-- OBJECTIVE --
Pictures do not belong in the copy; restate the records below word for word.
>> start RECORDS SHOWN
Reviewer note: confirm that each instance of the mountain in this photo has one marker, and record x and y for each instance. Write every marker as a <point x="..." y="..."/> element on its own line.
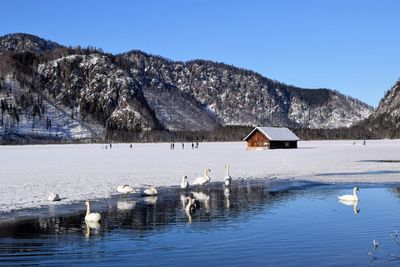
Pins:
<point x="385" y="121"/>
<point x="240" y="97"/>
<point x="22" y="42"/>
<point x="51" y="91"/>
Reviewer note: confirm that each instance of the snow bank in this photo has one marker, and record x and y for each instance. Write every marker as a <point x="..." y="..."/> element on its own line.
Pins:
<point x="78" y="172"/>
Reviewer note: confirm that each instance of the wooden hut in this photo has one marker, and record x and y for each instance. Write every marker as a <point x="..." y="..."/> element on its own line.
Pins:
<point x="270" y="138"/>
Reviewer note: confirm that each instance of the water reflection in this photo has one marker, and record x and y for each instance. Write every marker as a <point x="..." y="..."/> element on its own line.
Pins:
<point x="144" y="214"/>
<point x="91" y="226"/>
<point x="270" y="224"/>
<point x="124" y="205"/>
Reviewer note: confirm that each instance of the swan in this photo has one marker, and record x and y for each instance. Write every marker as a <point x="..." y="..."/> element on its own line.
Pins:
<point x="228" y="178"/>
<point x="202" y="180"/>
<point x="184" y="183"/>
<point x="353" y="197"/>
<point x="53" y="197"/>
<point x="91" y="217"/>
<point x="151" y="191"/>
<point x="125" y="189"/>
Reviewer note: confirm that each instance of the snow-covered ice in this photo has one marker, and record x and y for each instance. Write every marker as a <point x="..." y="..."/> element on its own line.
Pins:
<point x="86" y="171"/>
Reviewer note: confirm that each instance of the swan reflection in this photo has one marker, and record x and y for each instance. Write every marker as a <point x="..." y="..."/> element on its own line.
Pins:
<point x="356" y="210"/>
<point x="150" y="200"/>
<point x="124" y="205"/>
<point x="203" y="198"/>
<point x="227" y="194"/>
<point x="91" y="226"/>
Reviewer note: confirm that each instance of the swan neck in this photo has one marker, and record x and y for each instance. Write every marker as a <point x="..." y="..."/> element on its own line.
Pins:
<point x="355" y="194"/>
<point x="87" y="209"/>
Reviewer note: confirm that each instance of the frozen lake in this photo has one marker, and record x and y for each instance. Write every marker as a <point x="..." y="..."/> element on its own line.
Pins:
<point x="255" y="223"/>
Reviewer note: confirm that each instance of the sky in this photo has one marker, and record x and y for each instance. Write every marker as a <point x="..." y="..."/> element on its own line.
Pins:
<point x="349" y="46"/>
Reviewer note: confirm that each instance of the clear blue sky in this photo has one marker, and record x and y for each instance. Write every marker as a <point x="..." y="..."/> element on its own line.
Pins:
<point x="350" y="46"/>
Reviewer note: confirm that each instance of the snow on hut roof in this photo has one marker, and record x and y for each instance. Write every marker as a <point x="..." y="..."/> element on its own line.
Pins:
<point x="276" y="134"/>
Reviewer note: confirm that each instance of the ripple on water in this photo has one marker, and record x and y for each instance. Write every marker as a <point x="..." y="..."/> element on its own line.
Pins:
<point x="255" y="224"/>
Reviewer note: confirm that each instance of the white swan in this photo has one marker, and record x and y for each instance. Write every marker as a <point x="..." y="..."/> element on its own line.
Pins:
<point x="53" y="197"/>
<point x="125" y="189"/>
<point x="353" y="197"/>
<point x="202" y="180"/>
<point x="184" y="183"/>
<point x="91" y="217"/>
<point x="228" y="178"/>
<point x="151" y="191"/>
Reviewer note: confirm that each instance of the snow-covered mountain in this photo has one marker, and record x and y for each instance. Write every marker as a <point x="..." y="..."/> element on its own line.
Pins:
<point x="49" y="90"/>
<point x="240" y="97"/>
<point x="385" y="121"/>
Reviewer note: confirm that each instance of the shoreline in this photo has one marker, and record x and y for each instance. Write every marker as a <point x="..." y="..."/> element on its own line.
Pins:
<point x="66" y="209"/>
<point x="86" y="171"/>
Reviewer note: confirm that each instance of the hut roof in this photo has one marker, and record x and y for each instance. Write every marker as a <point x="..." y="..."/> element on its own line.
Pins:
<point x="275" y="134"/>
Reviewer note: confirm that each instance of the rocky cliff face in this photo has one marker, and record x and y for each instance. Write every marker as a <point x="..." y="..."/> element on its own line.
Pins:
<point x="386" y="118"/>
<point x="240" y="97"/>
<point x="22" y="42"/>
<point x="90" y="92"/>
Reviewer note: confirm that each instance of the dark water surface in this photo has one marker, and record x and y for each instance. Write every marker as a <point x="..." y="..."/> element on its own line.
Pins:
<point x="255" y="223"/>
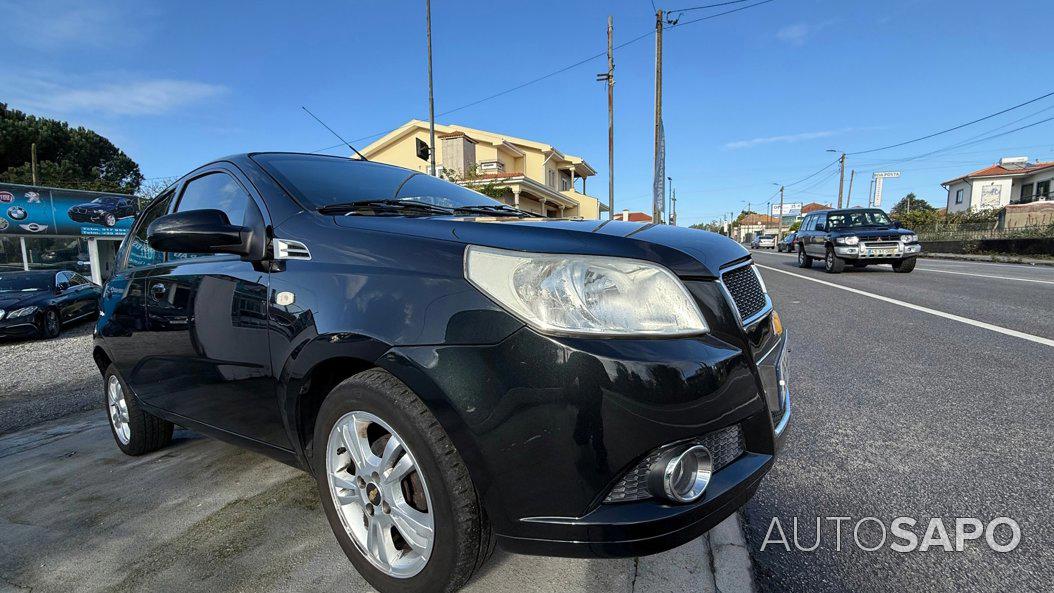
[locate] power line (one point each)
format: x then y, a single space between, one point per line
961 125
562 70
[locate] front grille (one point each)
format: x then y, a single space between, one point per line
725 446
746 291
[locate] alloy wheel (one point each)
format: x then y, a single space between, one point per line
118 409
379 494
52 323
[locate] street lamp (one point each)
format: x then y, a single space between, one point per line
841 174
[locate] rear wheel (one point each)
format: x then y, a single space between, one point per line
833 263
904 265
394 489
51 325
135 430
803 260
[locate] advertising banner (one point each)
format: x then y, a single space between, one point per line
789 209
27 210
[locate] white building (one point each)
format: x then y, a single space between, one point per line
1012 180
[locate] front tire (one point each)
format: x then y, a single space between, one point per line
904 265
833 263
394 490
135 431
803 260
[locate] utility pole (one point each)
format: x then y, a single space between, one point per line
660 166
848 196
779 224
431 99
841 178
609 78
33 161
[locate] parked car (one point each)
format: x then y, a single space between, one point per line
454 372
104 210
39 302
763 241
857 236
786 243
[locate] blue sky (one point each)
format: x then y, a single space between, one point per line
750 98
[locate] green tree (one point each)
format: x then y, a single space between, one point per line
66 157
910 203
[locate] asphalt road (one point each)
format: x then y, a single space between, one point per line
905 413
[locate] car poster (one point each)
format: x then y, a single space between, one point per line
26 210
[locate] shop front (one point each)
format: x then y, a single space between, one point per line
56 229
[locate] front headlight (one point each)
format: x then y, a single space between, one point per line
581 294
22 312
>> end RECORDS SHOWN
-- EXPECTED OUTPUT --
Reviewer note: confirm that each instance of the mountain in this photo has one marker, and record x and y for each instance. Write every marker as a <point x="..." y="..."/> element on its own line.
Pins:
<point x="385" y="121"/>
<point x="240" y="97"/>
<point x="22" y="42"/>
<point x="51" y="91"/>
Reviewer note: confirm that each instance of the snow bank in this photo has one marker, and record x and y for each instance. Write every marker as a <point x="..." y="..."/> element on its own line.
Pins:
<point x="78" y="172"/>
Reviewer note: confirm that each instance of the wooden hut in this photo has one marker, and record x and y for each instance. Write every marker as a <point x="..." y="..."/> element on its own line.
Pins:
<point x="270" y="138"/>
Reviewer note: confirm that each instance of the water reflection in this photo has one marker, and record x and y for each instance. Write every marker as a <point x="..." y="..."/> element on its own line.
Pins:
<point x="144" y="214"/>
<point x="91" y="226"/>
<point x="270" y="224"/>
<point x="124" y="205"/>
Reviewer note: confirm that each instance of the swan in this photo has one marker, and record x and y for each instance. Write every marker as a <point x="..." y="..."/> element on its own line.
Pins:
<point x="228" y="178"/>
<point x="202" y="180"/>
<point x="184" y="183"/>
<point x="353" y="197"/>
<point x="53" y="197"/>
<point x="91" y="217"/>
<point x="151" y="191"/>
<point x="125" y="189"/>
Reviewer note: confirm that each instance of the snow-covered ice in this photo has one marker, and record x and y for each instance. Write every marker as a <point x="..." y="..."/> element on its own line.
Pins:
<point x="86" y="171"/>
Reviewer note: confirm that each instance of the swan reflection in this photo has one marker, and record x and y for each instance. Write every marker as a <point x="..." y="..."/> element on its own line.
Pins:
<point x="356" y="210"/>
<point x="150" y="200"/>
<point x="124" y="205"/>
<point x="203" y="198"/>
<point x="227" y="194"/>
<point x="91" y="226"/>
Reviewer note: confirm that each instance of the swan neck in this photo has one marker, and record x and y for each instance. Write every marker as a <point x="..." y="..."/> element on its own line.
Pins:
<point x="355" y="194"/>
<point x="87" y="209"/>
Reviewer note: confirm that each instance of the frozen lake in this photo has one marker, and record x and y for each instance. Write every marker as a <point x="..." y="..."/> element on its own line.
Pins:
<point x="255" y="223"/>
Reviewer note: confirm that each instance of the sky in this photo has one marker, and record x and y for each instance. Write every marker as a <point x="..." y="..."/> element on its own line.
Pins:
<point x="349" y="46"/>
Reviewer note: confirm that each instance of the clear blue sky in this photo has one marker, and record x and y for each instance. Write every marker as a <point x="..." y="..."/> element on its own line.
Pins:
<point x="350" y="46"/>
Reviewer note: confirm that each instance of the snow on hut roof in this photo has one marker, and record x and y for each instance. Write every marker as a <point x="..." y="..."/> element on its own line.
Pins:
<point x="276" y="134"/>
Reviewer note: confirm that each instance of the ripple on water in this photo has one marker, and record x and y for each instance. Write every marker as a <point x="..." y="..."/> element on its own line.
Pins:
<point x="255" y="224"/>
Reviewer note: confirm that each instance of the white swan in this photo has one marker, and record x and y for each instance. Write every marker as a <point x="..." y="..."/> element on its own line.
Pins:
<point x="53" y="197"/>
<point x="125" y="189"/>
<point x="353" y="197"/>
<point x="202" y="180"/>
<point x="184" y="183"/>
<point x="91" y="217"/>
<point x="228" y="178"/>
<point x="151" y="191"/>
Reviewer note: confirm that each instance of the snow-covered mountain in this photo has one marker, and record x and y for each instance. Write every marker as a <point x="..." y="..."/> element on its own line.
Pins:
<point x="49" y="90"/>
<point x="240" y="97"/>
<point x="385" y="121"/>
Reviewer note: confirm that each instance of the shoreline in this photo has one marker, and record x and y for each instance. Write every marker as a <point x="..." y="..."/> element on its own line.
Pins:
<point x="66" y="209"/>
<point x="86" y="171"/>
Reviewer note: confirm that each instance of the hut roof in this photo has one marker, and record x and y for each instance. Write every marker as a <point x="..." y="..."/> element on its own line.
Pins:
<point x="275" y="134"/>
Reviewer note: confirm that each instance of the rocky cliff face in this photo has one marker, and record x and y for each instance. Write every marker as a <point x="..." y="..."/> element on its own line.
Pins:
<point x="386" y="118"/>
<point x="240" y="97"/>
<point x="22" y="42"/>
<point x="90" y="92"/>
Reviewer note: confirm that each instance of the dark water surface in this photo has one marker, and record x and y for each instance. Write every marker as a <point x="..." y="..."/> element on its own line.
Pins:
<point x="255" y="223"/>
[locate] power line (one point each)
format: x then y, a single space between, one point per line
961 125
562 70
[locate] front grille (one point each)
format: x then y, a single space between, one point per line
725 446
746 291
[locate] alloy wheel (one point each)
format: x then y, a single space between, one point per line
118 409
379 494
52 323
[locate] street lamp (one point each)
format: x then y, a single space between, one point per line
841 174
[locate] rear wheel (one point each)
format: x then y, a single space between, one point per line
833 263
904 265
394 489
51 325
135 430
803 260
[locate] advertising banner (one point each)
format: x then y, a single space between, one point per line
789 209
27 210
[locate] white building (one point each)
format: x then y, a single space between, one point per line
1012 180
[locate] front tire (one point each)
format: x then y, a single space between, one point per line
904 265
833 263
394 490
135 431
803 260
[locate] utility pole (one point each)
format: x then y, a single space between, one point per line
660 166
848 196
779 224
431 99
841 178
609 78
33 161
[locate] parked car (one point each)
format: x then y, a single space between, one point per line
454 372
104 210
39 302
763 241
857 236
786 243
[locate] blue sky (one point each)
format: x then y, a single space between, one point per line
750 98
[locate] green tree (one point each)
format: x then y, a single space between, one point per line
66 157
910 203
[locate] asphalt road (one point each)
format: x then y, a single space between, one point per line
905 413
[locate] car poster (one point each)
format: x then y, a single space between, one point per line
26 210
[locate] shop front (one point each)
format: x then y, a single space between, one point per line
56 229
[locate] front headlight (one point each)
format: x then y, a single space between, one point per line
581 294
22 312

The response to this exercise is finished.